* [Extract provided]
○ ○ ○ ○ ○

Working off of the cloud can be a slippery slope, however, especially where legal communications and marketing is concerned. “There are some great free resources available,” Matesic said, but it’s important to understand if they’re in exchange for information security. Luckily, here the legal field has an advantage. “If you don’t have an understanding, you can always look at the terms of use of a product, or talk directly to the product’s developers to establish the security necessary for your firm.”

The goal with technology, on both a personal and professional level, is to enhance, and not drain, performance. Whether establishing data security or setting availability boundaries, it boils down to personal awareness and accountability.

Mahr said she sometimes recommends enacting firm-wide “blackout hours,” when no digital communication is to be sent or received. But even then, “there’s the firm policies that don’t necessarily line up with firm practices. For ‘blackout hours’ to be effective, there needs to be individual and leadership accountability.”

“Most firms don’t hand out an edict that says, ‘You will always be on your cell phone,’” Walters said. “Culture and expectations are the collective sum of all the decisions made by the people in the law firm.”

○ ○ ○ ○ ○

* [Task 1] Name every person the passage on technology in law firms quotes or attributes statements to.
* [Task 2] From the passage on technology in law firms, quote the text starting with "Working off of" and going on through "awareness and accountability.".
The data that follows is separate from the passage on technology in law firms.

(Dataset entries)
○ ○ ○ ○ ○

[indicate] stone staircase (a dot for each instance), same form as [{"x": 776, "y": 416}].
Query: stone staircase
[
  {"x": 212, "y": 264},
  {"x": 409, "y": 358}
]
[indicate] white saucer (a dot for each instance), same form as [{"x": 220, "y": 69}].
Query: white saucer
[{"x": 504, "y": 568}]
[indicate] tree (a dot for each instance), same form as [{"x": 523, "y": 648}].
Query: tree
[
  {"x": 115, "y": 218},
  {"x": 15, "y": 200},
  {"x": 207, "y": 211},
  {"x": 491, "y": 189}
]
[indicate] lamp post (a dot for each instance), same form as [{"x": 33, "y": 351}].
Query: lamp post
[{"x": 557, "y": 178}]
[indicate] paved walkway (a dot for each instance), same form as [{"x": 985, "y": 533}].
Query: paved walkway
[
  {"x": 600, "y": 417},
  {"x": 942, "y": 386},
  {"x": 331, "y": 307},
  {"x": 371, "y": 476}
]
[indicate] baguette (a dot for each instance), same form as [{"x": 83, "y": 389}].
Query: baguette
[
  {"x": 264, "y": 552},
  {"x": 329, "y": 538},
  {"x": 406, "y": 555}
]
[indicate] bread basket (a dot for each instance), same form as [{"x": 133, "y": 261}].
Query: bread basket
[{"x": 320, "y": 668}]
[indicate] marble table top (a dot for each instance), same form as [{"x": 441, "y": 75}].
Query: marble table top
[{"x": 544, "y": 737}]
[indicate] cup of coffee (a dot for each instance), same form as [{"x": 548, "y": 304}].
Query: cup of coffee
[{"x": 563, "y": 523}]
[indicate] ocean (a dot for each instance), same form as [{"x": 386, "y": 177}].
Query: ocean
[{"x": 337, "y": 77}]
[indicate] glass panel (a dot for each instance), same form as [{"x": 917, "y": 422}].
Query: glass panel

○ ○ ○ ○ ○

* [Worked solution 1] Matesic, Mahr, Walters

* [Worked solution 2]
Working off of the cloud can be a slippery slope, however, especially where legal communications and marketing is concerned. “There are some great free resources available,” Matesic said, but it’s important to understand if they’re in exchange for information security. Luckily, here the legal field has an advantage. “If you don’t have an understanding, you can always look at the terms of use of a product, or talk directly to the product’s developers to establish the security necessary for your firm.”

The goal with technology, on both a personal and professional level, is to enhance, and not drain, performance. Whether establishing data security or setting availability boundaries, it boils down to personal awareness and accountability.